▸ **Material to process**

+++++

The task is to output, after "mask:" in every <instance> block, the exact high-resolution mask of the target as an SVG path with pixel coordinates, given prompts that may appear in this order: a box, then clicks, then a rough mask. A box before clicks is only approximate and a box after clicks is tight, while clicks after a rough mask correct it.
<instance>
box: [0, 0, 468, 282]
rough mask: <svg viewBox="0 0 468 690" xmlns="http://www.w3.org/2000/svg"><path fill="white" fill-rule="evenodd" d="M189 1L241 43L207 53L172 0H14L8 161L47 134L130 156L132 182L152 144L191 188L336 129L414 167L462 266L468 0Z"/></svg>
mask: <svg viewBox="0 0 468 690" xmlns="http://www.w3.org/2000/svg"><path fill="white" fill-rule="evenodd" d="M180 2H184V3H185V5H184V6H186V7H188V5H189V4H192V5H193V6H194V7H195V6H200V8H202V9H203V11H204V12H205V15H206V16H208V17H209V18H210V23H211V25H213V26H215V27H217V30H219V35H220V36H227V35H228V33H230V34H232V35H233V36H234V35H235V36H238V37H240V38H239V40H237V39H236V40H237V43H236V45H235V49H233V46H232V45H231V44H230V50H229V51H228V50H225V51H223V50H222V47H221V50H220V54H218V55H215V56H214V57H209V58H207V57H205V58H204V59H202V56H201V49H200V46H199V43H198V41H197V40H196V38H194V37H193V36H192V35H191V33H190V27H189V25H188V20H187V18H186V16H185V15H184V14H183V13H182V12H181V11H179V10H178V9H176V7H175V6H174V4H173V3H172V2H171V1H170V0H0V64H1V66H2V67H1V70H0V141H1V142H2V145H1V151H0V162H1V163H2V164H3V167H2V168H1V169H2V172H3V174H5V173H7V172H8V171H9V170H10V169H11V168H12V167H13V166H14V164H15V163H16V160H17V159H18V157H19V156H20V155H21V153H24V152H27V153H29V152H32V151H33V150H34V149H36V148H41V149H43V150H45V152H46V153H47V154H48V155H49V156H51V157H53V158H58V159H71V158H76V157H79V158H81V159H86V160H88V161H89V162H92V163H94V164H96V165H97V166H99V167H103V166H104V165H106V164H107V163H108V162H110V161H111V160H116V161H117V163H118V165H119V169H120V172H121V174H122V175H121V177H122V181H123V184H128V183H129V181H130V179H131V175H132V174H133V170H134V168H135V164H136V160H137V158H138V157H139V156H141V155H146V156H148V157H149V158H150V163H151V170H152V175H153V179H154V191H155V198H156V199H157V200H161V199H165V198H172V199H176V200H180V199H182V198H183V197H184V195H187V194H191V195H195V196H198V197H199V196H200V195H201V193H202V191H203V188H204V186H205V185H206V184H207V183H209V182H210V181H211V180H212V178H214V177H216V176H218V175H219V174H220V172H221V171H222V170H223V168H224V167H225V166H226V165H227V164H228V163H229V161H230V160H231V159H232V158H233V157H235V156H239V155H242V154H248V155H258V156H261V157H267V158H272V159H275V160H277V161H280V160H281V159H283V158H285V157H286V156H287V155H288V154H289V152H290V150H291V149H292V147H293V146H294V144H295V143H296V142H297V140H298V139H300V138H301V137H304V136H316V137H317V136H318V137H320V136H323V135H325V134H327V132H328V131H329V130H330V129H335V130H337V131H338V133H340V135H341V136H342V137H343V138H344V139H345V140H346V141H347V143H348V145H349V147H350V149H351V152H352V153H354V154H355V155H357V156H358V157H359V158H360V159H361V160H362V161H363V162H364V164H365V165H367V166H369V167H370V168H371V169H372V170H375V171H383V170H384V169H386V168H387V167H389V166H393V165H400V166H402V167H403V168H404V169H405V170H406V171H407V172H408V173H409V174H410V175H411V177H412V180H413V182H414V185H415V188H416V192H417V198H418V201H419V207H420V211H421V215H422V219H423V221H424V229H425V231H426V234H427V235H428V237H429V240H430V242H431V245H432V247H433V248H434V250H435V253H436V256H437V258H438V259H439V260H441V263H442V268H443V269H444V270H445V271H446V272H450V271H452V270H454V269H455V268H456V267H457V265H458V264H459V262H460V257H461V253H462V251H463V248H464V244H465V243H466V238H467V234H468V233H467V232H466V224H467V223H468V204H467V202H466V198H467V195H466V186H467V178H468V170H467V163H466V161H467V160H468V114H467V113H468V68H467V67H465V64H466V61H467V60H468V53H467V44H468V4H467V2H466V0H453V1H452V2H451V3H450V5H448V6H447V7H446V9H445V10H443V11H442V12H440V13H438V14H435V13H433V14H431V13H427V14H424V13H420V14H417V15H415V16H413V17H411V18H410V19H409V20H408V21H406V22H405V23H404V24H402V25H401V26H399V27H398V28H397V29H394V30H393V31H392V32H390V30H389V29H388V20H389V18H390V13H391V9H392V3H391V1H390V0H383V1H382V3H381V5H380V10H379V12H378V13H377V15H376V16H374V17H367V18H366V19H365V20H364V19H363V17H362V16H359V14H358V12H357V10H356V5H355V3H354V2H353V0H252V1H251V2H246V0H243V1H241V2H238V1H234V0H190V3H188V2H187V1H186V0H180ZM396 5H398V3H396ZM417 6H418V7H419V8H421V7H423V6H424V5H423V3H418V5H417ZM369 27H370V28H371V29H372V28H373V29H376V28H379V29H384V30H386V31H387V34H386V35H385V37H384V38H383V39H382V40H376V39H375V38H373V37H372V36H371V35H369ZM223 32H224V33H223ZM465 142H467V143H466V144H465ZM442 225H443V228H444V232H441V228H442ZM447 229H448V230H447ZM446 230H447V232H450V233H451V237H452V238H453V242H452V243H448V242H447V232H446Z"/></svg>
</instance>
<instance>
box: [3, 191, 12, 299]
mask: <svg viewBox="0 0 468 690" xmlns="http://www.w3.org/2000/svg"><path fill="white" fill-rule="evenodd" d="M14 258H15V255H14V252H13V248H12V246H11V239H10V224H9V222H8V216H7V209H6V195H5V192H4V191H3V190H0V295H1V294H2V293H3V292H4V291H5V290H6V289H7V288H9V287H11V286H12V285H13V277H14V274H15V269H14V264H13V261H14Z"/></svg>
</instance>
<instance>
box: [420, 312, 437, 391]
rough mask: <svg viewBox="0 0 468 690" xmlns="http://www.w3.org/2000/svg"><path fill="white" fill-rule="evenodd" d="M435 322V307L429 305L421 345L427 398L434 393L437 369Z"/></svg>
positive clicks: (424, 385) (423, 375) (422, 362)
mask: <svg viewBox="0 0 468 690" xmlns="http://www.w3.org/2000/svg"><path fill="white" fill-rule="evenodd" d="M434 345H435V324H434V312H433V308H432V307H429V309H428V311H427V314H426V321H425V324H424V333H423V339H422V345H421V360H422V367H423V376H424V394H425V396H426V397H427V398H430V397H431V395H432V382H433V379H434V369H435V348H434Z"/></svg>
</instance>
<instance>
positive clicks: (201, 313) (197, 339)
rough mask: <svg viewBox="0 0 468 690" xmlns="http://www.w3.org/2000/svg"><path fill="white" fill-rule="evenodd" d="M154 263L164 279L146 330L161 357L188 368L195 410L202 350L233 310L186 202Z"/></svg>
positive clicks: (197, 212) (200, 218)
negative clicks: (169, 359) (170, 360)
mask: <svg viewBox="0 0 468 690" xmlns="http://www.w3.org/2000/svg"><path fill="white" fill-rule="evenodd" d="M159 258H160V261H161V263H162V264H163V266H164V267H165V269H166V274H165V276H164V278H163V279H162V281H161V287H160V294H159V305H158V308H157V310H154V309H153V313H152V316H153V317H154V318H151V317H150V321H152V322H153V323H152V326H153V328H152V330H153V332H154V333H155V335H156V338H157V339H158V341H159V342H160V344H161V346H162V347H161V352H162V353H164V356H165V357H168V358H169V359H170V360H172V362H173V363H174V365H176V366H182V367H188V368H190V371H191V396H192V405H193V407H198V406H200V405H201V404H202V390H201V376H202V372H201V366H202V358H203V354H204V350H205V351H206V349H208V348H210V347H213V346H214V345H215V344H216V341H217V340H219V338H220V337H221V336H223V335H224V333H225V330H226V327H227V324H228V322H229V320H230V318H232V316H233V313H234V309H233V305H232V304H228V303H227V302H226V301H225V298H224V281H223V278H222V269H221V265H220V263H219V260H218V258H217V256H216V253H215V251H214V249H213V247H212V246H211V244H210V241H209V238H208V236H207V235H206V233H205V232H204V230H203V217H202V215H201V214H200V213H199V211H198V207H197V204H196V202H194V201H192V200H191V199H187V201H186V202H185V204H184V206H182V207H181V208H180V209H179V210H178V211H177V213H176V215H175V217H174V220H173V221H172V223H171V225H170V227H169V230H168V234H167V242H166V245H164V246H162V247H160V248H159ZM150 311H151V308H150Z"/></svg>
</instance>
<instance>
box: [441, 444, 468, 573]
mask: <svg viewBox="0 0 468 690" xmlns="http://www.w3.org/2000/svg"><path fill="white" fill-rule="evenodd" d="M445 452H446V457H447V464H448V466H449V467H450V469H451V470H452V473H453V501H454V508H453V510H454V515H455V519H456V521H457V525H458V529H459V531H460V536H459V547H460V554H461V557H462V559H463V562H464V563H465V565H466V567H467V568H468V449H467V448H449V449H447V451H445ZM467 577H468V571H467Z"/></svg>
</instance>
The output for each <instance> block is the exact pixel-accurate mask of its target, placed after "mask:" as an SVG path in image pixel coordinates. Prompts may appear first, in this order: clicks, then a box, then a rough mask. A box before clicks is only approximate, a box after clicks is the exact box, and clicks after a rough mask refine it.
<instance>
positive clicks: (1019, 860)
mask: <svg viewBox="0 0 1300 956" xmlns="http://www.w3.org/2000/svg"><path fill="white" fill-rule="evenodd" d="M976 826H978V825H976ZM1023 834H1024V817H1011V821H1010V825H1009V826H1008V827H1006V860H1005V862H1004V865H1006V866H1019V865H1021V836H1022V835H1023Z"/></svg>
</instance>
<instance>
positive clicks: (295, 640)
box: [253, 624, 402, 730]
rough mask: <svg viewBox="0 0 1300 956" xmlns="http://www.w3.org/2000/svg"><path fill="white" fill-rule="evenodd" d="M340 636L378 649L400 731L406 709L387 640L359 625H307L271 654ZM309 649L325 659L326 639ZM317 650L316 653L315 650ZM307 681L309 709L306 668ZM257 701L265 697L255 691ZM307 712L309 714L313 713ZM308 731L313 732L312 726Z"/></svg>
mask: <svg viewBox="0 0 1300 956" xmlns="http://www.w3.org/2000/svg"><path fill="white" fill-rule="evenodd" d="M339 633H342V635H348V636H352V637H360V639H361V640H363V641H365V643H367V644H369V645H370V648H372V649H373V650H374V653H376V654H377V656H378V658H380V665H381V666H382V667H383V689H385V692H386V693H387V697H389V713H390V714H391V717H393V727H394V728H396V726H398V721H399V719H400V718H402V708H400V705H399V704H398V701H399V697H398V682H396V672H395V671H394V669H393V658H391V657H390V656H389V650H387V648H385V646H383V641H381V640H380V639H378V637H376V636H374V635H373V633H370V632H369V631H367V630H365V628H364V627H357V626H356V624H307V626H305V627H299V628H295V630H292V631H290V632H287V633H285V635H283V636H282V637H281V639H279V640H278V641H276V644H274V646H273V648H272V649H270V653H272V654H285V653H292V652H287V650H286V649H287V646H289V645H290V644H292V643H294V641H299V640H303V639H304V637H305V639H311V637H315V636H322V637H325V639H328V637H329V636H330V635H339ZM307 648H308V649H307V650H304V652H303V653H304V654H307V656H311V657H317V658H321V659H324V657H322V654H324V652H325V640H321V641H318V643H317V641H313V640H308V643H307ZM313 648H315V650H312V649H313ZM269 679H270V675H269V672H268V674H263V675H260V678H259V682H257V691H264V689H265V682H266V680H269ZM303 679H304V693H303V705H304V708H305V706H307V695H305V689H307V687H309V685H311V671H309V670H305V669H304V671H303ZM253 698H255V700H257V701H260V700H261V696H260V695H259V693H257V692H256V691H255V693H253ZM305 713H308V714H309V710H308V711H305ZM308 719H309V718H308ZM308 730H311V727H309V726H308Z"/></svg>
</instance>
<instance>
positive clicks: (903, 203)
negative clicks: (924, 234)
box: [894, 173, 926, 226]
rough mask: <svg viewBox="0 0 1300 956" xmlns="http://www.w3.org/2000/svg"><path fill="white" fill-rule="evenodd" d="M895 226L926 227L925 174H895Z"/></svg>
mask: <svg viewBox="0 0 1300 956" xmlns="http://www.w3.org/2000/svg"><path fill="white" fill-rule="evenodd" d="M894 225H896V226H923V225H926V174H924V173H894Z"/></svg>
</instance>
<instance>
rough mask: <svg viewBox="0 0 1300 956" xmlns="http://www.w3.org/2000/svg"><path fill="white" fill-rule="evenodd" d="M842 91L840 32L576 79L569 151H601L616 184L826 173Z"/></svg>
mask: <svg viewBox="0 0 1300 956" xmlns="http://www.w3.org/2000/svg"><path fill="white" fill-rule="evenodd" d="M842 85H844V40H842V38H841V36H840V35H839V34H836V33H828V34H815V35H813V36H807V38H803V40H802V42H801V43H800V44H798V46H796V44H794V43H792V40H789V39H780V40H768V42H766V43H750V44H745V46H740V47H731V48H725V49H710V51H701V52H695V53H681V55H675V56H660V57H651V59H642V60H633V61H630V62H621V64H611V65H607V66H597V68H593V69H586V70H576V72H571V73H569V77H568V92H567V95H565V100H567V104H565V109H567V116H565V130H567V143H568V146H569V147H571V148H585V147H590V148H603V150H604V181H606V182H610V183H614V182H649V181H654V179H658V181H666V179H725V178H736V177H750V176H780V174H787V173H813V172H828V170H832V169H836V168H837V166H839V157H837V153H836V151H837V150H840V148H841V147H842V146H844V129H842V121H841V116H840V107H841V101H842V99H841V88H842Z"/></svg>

+++++

▸ **Exercise brief**
Your answer should be a single number, the count of lines in the listing that contain "only".

▸ **Your response**
2